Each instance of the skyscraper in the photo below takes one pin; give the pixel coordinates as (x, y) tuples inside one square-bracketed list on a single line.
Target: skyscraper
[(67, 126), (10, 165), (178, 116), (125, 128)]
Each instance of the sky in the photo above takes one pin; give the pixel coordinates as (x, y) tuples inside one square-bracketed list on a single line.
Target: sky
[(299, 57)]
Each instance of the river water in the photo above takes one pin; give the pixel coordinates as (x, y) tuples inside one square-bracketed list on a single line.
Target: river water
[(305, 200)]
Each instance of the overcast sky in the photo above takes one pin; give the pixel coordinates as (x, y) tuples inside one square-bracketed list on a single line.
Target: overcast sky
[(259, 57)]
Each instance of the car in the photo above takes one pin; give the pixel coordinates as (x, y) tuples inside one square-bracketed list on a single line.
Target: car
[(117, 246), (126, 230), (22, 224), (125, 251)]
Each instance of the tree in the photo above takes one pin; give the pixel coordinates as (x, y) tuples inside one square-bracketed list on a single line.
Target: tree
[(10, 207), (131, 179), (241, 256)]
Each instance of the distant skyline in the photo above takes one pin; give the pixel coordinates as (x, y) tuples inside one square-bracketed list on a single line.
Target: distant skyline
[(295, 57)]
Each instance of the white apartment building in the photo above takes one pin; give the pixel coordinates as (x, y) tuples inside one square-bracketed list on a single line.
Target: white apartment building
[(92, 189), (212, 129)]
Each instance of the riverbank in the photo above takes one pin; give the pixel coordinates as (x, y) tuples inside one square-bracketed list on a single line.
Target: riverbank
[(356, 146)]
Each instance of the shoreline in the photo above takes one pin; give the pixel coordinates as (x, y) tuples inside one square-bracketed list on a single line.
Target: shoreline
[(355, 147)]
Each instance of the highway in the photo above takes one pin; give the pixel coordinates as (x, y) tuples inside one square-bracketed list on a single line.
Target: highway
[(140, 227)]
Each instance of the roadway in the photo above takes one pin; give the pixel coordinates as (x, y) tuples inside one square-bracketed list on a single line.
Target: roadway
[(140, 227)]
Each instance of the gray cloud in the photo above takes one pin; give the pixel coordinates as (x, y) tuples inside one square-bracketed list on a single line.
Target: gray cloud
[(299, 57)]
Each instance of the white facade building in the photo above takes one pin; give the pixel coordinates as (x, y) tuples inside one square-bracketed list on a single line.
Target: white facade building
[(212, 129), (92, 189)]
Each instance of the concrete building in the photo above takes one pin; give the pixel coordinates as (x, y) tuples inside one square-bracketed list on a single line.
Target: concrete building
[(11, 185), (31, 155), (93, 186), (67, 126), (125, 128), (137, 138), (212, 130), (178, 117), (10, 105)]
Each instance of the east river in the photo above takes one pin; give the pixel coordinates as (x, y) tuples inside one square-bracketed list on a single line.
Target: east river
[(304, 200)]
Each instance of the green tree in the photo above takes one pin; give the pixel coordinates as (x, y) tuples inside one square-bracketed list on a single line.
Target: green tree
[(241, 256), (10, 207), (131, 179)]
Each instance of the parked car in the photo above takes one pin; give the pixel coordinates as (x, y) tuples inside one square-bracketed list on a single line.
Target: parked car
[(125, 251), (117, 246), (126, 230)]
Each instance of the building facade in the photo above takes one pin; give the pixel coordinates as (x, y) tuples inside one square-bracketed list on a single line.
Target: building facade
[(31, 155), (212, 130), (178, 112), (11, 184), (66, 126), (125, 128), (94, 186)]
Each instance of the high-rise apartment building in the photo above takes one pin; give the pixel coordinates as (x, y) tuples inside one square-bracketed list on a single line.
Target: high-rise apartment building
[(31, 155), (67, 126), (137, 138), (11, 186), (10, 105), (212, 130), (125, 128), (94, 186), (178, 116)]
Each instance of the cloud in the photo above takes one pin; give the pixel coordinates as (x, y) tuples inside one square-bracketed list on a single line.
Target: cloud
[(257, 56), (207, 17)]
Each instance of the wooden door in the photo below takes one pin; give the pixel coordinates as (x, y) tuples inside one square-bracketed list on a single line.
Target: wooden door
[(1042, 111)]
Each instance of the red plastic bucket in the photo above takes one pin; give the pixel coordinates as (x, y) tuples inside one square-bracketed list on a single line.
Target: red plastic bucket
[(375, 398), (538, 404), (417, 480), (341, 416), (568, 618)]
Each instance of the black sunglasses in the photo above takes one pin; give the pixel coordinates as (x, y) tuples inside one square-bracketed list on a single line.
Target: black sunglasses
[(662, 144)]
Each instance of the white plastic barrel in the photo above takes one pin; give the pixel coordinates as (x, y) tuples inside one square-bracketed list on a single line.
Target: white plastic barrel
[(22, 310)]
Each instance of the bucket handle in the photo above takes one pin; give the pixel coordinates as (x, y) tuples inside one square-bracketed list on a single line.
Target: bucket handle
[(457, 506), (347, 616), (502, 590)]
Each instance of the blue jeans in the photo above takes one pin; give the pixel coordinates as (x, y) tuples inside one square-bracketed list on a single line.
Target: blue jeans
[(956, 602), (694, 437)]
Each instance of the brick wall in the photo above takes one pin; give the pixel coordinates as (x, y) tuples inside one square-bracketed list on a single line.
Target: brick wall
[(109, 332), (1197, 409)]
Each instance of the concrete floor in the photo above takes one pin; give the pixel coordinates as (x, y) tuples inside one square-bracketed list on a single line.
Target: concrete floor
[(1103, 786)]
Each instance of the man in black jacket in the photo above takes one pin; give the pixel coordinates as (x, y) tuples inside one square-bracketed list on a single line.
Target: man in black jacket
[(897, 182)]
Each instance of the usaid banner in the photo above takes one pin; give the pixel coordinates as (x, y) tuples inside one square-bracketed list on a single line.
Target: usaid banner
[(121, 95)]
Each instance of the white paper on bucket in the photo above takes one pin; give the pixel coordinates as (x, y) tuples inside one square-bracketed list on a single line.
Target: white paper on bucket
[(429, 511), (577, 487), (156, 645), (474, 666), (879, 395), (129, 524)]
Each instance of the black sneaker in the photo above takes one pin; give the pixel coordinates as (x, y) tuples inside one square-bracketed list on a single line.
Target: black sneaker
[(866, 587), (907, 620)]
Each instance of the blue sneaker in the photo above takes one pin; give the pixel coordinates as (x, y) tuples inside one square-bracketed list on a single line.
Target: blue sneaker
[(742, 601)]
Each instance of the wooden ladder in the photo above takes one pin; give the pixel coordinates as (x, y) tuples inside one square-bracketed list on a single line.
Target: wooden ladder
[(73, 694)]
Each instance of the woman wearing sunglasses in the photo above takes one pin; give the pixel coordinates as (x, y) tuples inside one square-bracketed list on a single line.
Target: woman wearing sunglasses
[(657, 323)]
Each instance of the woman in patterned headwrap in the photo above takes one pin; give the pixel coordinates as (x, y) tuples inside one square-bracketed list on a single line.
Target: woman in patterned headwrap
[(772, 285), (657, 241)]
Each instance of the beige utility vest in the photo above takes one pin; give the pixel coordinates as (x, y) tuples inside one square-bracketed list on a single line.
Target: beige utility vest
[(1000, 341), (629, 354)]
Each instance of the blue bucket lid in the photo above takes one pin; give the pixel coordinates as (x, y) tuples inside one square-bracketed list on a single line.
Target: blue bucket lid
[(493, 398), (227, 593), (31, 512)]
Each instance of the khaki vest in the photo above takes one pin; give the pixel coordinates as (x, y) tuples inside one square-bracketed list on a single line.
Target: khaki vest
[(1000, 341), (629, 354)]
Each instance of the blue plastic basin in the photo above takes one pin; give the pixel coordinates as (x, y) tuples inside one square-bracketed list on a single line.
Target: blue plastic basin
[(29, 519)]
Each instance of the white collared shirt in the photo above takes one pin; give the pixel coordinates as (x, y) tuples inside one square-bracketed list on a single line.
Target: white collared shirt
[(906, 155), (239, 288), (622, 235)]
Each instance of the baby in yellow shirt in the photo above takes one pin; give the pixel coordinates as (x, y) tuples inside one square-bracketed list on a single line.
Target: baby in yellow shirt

---------------

▸ Work to complete
When you reach the line in the material above that holds "Target: woman wearing sunglasses", begin reproducing lines exactly, and stop after the line that holds "Each instance of the white collared".

▸ Written answer
Target: woman wearing sunglasses
[(657, 323)]
Each instance of the woman in patterned headwrap in the photo above takes one pin; give the pixel coordinates as (x, y) tuples inside one square-bracketed list on a single line.
Target: woman in patterned headwrap
[(772, 285), (657, 241)]
Each instance of the beige utility vest in the photo above takes one pin; give the pixel coordinates as (x, y) tuples inside one square-bracketed list on a single line.
Target: beige utility vest
[(1000, 341), (629, 354)]
Each instance of the blue bucket lid in the photo above takes one pin; give the pixel coordinates as (x, y) tuples inside one square-bracketed list on a single line.
Target: blue bucket lid
[(493, 398), (227, 593), (31, 512)]
Each instance of the khaki vest in the photo above takes one pin; give the pixel coordinates as (x, y) tuples inside one square-bracketed list on a single line.
Target: khaki vest
[(1000, 341), (629, 354)]
Each instance of the blue plastic basin in the photo above takes one pin; give the pixel coordinates as (x, y) tuples inside one square-bracketed list on a single line.
Target: blue plastic basin
[(29, 519)]
Each instance of the white collared shirt in the photo above takes one pin; give the pixel coordinates as (x, y) tuples inside one square-bracketed list on a single line.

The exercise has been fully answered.